• Given problem
From the entries below, pull out every line containing the string "gray" and copy each such line in full. Matching is case-sensitive.

• Exercise inputs
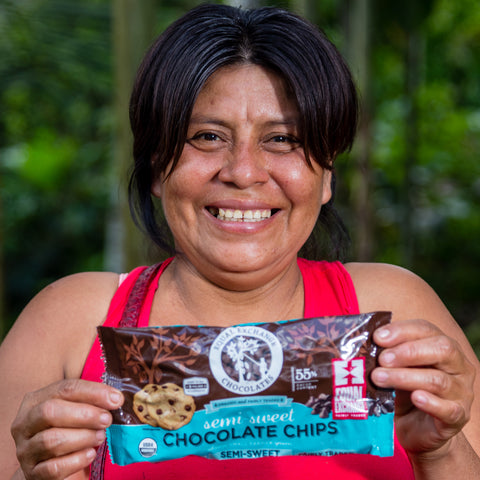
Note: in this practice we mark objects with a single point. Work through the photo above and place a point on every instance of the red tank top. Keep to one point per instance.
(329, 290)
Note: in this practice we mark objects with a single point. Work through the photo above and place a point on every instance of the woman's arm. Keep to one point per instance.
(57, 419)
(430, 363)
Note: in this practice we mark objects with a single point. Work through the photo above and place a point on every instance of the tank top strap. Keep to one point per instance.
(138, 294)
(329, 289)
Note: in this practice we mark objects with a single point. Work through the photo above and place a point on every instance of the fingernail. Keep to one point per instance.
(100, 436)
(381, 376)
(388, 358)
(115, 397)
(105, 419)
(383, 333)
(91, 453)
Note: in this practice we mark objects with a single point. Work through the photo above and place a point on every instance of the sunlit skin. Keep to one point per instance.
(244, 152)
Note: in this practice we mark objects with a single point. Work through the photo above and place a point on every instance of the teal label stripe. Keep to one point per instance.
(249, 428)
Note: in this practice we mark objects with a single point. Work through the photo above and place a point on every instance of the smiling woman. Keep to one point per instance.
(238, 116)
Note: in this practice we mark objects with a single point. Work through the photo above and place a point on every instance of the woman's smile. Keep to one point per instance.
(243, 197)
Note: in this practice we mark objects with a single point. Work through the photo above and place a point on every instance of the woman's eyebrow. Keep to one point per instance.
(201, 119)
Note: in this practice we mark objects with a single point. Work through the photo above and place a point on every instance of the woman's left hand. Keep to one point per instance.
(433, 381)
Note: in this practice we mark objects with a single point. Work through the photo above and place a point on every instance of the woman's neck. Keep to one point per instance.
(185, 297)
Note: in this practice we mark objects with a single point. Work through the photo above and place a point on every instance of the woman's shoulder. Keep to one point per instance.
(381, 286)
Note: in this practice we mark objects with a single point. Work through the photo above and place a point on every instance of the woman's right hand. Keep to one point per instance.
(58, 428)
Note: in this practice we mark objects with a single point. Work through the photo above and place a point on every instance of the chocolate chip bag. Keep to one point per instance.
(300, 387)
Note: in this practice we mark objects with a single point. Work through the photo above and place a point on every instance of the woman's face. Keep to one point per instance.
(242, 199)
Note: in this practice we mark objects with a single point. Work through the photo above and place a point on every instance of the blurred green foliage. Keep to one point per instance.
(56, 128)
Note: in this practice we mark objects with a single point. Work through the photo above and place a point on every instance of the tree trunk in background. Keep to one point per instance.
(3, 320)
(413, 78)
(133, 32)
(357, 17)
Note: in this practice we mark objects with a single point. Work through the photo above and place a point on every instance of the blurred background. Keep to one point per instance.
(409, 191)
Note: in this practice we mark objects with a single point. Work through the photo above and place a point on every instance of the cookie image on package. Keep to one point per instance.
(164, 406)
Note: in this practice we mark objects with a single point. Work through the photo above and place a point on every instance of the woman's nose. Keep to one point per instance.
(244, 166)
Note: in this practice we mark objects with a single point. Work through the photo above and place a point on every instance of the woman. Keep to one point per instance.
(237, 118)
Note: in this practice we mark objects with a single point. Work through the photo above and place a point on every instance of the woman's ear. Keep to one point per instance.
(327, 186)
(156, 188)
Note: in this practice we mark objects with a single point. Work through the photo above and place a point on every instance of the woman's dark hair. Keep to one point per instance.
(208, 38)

...

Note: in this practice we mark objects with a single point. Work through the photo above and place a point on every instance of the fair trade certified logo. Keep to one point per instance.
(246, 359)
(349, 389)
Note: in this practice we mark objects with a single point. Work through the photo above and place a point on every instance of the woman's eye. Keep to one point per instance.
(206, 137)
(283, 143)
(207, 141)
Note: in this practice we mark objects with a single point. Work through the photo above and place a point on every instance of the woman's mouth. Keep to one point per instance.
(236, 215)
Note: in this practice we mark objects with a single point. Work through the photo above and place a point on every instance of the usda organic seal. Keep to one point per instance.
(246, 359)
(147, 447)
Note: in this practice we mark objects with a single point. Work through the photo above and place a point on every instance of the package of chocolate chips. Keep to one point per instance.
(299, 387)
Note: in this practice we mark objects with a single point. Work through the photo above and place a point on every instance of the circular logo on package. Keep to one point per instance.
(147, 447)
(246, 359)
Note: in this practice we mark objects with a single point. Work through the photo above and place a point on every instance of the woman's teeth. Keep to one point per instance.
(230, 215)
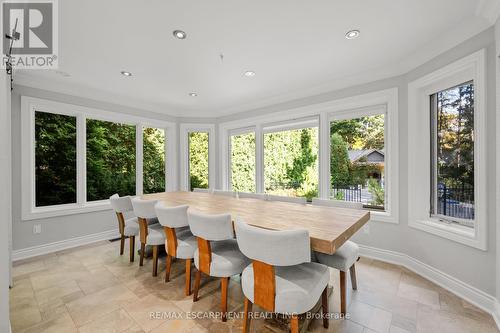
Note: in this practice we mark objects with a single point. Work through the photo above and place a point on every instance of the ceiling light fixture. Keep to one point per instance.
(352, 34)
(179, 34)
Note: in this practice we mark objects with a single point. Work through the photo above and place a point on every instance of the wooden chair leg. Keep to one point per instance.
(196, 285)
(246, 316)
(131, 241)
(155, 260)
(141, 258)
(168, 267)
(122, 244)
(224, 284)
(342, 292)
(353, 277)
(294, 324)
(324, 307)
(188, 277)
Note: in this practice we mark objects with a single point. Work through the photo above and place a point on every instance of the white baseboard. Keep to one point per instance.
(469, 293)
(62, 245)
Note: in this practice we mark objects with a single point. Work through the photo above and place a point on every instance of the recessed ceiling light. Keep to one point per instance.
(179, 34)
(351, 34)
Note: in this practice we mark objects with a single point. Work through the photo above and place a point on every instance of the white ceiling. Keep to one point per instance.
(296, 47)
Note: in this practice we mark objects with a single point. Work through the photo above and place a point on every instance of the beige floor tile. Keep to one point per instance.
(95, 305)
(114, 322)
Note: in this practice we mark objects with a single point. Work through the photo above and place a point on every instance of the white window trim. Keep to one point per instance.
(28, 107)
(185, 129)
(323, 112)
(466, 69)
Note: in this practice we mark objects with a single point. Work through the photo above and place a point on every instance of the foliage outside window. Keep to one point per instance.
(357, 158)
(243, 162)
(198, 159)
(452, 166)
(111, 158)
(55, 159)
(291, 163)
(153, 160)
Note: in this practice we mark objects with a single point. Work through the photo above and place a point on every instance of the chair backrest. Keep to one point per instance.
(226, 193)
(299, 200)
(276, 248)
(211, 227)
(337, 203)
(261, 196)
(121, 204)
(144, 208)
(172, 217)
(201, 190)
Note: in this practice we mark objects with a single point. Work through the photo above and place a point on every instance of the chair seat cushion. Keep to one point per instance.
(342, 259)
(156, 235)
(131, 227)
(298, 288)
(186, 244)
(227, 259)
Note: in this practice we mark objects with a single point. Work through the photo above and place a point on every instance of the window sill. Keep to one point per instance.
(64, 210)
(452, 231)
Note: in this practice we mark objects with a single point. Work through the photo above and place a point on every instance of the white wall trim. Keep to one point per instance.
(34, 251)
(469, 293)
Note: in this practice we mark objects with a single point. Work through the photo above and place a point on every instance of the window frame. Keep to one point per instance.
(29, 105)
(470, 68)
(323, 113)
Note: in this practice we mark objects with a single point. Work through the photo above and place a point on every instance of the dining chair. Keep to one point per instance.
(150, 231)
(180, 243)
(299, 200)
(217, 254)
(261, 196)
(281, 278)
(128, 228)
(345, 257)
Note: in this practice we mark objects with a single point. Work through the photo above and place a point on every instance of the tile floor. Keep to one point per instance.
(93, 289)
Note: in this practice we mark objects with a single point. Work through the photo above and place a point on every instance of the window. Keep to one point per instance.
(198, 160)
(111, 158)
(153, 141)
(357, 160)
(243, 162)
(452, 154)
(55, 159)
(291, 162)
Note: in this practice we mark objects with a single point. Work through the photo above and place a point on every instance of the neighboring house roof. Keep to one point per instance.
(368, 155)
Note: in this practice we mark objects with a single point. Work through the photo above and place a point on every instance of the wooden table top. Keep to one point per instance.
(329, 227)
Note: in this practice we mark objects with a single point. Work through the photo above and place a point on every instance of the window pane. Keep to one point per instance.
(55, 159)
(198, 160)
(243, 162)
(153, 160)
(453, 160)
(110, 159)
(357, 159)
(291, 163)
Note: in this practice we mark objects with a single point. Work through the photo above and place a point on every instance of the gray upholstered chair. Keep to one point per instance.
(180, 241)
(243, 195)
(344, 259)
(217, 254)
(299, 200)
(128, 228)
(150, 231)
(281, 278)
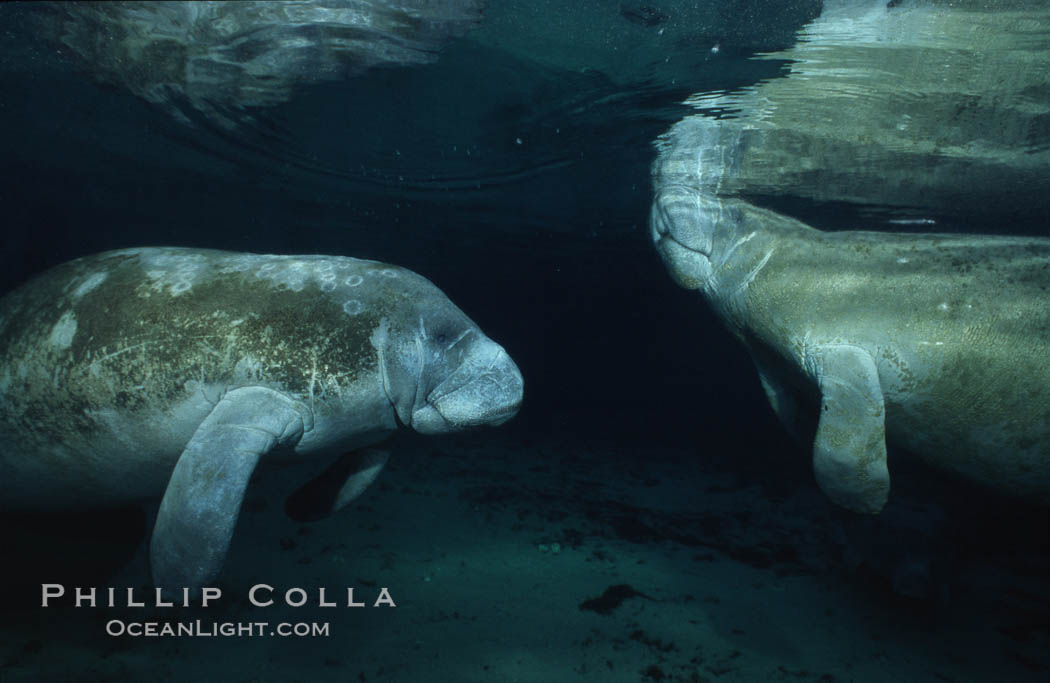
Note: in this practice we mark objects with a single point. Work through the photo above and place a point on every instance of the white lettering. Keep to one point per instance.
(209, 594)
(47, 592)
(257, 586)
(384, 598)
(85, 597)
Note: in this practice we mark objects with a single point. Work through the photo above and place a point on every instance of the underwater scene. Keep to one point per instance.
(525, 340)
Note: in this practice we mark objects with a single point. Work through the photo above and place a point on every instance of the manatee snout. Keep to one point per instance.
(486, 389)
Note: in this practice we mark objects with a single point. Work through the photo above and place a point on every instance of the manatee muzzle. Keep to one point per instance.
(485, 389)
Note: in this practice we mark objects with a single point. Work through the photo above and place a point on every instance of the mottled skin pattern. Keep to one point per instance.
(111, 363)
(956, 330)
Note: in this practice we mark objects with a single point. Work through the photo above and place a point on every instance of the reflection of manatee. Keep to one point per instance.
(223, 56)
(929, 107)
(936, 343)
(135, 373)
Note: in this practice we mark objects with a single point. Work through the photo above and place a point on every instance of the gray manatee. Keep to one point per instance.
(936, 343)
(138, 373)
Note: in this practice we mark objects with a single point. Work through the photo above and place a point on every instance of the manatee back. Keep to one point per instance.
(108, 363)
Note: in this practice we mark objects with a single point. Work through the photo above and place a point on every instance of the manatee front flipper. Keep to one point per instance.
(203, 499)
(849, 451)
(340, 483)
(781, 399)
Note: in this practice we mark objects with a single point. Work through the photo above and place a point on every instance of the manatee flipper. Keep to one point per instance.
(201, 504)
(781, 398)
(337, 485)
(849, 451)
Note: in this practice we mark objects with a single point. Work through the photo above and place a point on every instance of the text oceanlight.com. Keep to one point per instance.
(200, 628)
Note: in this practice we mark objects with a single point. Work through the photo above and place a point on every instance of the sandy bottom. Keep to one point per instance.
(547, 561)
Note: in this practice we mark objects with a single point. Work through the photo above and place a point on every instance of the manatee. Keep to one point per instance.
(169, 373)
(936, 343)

• Solution
Note: in this practice we mark objects with a single point. Work through the photo above and place a point on every instance of the gray upholstered chair. Keep to one point per instance.
Note: in this practice we mark objects with a single point. Work through the photo above and place a point on every instance of the gray manatee. Keep to one point per instance.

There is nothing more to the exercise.